#### [Document segment]
# Graph embeddings and recommendation

Use Graph Embedding techniques to:

Represent movies, actors, genres, etc. as vectors

Use those vectors for similarity-based movie recommendation

Optionally visualize or cluster embedded nodes

In [10]:
import networkx as nx
import pandas as pd
import numpy as np
from karateclub import Node2Vec
from sklearn.metrics.pairwise import cosine_similarity
import random


In [11]:
# Load your full graph


G = nx.read_graphml("../data/movie_knowledge_graph.graphml")

G_simple = nx.DiGraph()
for u, v, data in G.edges(data=True):
    G_simple.add_edge(u, v)



In [12]:
# Convert to undirected

G_undirected = G_simple.to_undirected()




In [13]:
#  Sample 5,000-node subgraph
sample_nodes = random.sample(list(G_undirected.nodes()), 5000)
G_sub = G_undirected.subgraph(sample_nodes).copy()


In [14]:
# Relabel node names to integers

node2id = {node: i for i, node in enumerate(G_sub.nodes())}
id2node = {i: node for node, i in node2id.items()}
G_sub_mapped = nx.relabel_nodes(G_sub, node2id)


In [15]:
# Train Node2Vec on sampled graph

model = Node2Vec(
    dimensions=32,
    walk_number=3,
    walk_length=20,
    workers=1
)
model.fit(G_sub_mapped)


In [16]:
#  Create embedding_dict

embedding_array = model.get_embedding()
embedding_dict = {id2node[i]: embedding_array[i] for i in range(len(G_sub_mapped.nodes()))}


In [17]:
#Define the recommender function

def get_similar_movies(movie_title, top_n=5):
    # Find movie node in original graph
    movie_node = None
    for node in G.nodes:
        if G.nodes[node].get('type') == 'movie' and G.nodes[node].get('title', '').lower() == movie_title.lower():
            movie_node = node
            break

    if not movie_node or movie_node not in embedding_dict:
        print("Movie not found or not in embedding sample.")
        return pd.DataFrame()

#### [Records for the task]

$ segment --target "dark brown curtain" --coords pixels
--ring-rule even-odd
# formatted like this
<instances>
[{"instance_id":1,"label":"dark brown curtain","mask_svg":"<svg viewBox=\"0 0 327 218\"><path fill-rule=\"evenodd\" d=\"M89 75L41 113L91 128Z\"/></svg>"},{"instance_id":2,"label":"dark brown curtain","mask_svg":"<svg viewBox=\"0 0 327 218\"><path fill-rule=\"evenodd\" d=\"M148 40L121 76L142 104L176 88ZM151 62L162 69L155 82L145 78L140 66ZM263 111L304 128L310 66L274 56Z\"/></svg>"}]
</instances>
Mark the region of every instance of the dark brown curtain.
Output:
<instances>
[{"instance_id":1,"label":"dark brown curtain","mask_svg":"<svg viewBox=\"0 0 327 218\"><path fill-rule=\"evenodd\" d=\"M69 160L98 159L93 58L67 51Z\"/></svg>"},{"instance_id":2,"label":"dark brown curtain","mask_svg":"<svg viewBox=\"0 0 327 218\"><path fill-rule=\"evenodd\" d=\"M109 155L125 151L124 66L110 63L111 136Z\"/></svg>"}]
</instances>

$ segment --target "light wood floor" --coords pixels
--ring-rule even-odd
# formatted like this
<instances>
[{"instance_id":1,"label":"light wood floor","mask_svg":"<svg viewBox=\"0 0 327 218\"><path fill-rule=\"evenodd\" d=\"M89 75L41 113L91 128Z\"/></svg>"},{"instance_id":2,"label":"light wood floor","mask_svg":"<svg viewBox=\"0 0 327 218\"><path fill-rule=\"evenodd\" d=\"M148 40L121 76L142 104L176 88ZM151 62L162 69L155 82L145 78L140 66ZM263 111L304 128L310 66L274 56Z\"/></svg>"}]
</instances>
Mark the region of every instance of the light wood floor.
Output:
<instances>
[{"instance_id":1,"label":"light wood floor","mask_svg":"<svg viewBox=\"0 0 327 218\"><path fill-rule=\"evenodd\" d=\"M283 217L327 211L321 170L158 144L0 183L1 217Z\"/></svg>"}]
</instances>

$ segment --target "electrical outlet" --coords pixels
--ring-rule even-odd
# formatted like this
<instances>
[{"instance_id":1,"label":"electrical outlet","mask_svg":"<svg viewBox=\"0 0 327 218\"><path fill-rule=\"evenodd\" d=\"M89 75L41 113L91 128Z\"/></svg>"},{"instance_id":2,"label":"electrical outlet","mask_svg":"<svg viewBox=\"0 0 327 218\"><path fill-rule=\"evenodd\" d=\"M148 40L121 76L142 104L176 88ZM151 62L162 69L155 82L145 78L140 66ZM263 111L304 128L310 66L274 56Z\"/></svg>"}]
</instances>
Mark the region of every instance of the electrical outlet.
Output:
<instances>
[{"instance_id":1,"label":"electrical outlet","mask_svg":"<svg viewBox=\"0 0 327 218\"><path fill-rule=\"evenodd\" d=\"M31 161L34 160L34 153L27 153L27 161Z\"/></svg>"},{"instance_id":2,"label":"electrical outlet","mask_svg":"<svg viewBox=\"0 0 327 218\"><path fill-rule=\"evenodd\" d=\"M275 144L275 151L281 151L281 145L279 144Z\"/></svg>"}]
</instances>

* * *

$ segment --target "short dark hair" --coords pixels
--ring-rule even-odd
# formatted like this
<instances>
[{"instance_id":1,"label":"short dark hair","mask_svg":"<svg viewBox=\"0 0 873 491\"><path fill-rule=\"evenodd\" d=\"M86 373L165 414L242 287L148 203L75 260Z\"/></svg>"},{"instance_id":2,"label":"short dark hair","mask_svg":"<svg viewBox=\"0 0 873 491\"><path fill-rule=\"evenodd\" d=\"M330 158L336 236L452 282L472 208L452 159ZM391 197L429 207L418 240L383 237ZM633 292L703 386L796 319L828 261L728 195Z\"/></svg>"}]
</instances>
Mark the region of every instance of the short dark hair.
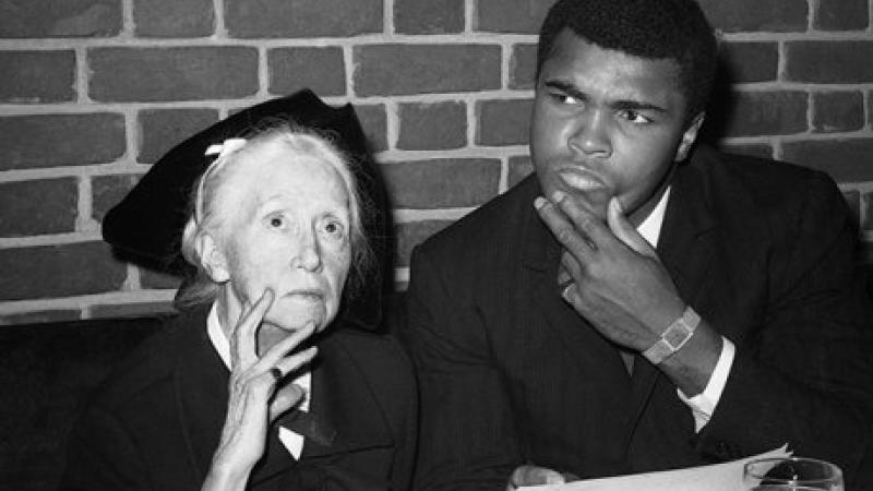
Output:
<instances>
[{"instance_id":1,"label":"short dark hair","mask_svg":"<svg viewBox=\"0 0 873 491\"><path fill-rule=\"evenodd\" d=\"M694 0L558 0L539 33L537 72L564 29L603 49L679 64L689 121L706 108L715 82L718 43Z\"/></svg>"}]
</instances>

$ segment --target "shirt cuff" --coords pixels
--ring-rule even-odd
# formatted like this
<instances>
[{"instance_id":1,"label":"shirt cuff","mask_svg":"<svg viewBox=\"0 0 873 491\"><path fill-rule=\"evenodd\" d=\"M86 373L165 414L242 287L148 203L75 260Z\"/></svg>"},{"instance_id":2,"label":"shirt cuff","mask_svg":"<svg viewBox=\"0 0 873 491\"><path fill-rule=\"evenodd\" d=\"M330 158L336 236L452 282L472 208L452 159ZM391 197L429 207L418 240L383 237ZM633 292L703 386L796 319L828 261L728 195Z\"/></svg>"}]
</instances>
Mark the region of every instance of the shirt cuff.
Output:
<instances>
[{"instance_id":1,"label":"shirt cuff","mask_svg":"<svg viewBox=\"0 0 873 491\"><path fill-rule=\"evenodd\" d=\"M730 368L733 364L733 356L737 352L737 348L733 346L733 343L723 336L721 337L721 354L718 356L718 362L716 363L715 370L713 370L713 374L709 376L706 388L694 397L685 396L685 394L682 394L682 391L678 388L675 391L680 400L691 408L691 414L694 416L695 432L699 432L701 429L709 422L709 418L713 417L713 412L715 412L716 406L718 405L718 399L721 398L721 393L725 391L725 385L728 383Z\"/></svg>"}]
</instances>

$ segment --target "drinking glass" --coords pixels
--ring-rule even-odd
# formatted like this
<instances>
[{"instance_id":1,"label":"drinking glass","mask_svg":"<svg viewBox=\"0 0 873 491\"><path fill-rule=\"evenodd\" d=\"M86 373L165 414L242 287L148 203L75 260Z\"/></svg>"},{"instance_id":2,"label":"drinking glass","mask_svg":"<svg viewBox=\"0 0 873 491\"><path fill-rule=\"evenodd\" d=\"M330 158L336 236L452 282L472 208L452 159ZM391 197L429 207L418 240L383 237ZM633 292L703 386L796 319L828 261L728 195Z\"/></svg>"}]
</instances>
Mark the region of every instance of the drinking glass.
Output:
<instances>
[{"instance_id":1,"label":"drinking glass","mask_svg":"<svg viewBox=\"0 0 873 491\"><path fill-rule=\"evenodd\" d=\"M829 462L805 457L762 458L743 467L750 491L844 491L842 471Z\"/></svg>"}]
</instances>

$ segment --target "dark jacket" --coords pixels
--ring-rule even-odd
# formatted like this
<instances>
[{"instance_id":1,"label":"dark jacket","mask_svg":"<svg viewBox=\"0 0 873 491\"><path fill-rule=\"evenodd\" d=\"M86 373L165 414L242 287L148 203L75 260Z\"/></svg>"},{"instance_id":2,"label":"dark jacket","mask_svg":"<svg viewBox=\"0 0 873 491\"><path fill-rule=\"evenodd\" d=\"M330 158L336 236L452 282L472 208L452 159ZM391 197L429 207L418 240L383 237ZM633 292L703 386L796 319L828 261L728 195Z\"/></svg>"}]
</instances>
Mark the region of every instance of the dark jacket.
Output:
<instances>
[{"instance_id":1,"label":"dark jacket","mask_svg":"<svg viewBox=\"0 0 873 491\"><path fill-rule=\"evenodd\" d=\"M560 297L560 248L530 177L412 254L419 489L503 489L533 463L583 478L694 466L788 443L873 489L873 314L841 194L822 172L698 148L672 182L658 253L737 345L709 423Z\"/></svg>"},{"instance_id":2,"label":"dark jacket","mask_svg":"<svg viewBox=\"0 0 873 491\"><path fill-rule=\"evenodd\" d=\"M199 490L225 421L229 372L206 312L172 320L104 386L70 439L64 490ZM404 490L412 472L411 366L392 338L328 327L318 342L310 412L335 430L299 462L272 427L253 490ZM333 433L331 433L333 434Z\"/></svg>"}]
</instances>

#### [Directions]
#1 Count the lines of the listing that contain the string "cuff", treating uppercase and lowercase as distinct, and reply with the number alone.
#2 Proceed with the notebook on graph embeddings and movie recommendation, continuing after its final line.

#### [Responses per task]
#1 4

#2
    movie_vec = embedding_dict[movie_node].reshape(1, -1)
    other_movies = [n for n in embedding_dict if G.nodes[n].get('type') == 'movie' and n != movie_node]
    other_vecs = [embedding_dict[n] for n in other_movies]
    sim_scores = cosine_similarity(movie_vec, other_vecs).flatten()

    df = pd.DataFrame({
        'node': other_movies,
        'similarity': sim_scores
    })
    df['title'] = df['node'].apply(lambda n: G.nodes[n].get('title'))
    return df.sort_values(by='similarity', ascending=False).head(top_n)[['title', 'similarity']]


In [18]:
# Test the recommender

get_similar_movies("Inception", top_n=5)


Unnamed: 0,title,similarity
1016,Under Siege 2: Dark Territory,0.740849
235,The Walk,0.735049
1660,Blue Crush,0.70196
1150,Memento,0.694863
1567,Niagara,0.678289


In [20]:
# Visualize embeddings with TSNE

from sklearn.manifold import TSNE
import plotly.express as px

movie_nodes = [n for n in embedding_dict if G.nodes[n].get('type') == 'movie']
movie_vecs = [embedding_dict[n] for n in movie_nodes]
movie_labels = [G.nodes[n]['title'] for n in movie_nodes]

embedding_2d = TSNE(n_components=2, random_state=42).fit_transform(np.array(movie_vecs))
df_vis = pd.DataFrame(embedding_2d, columns=["x", "y"])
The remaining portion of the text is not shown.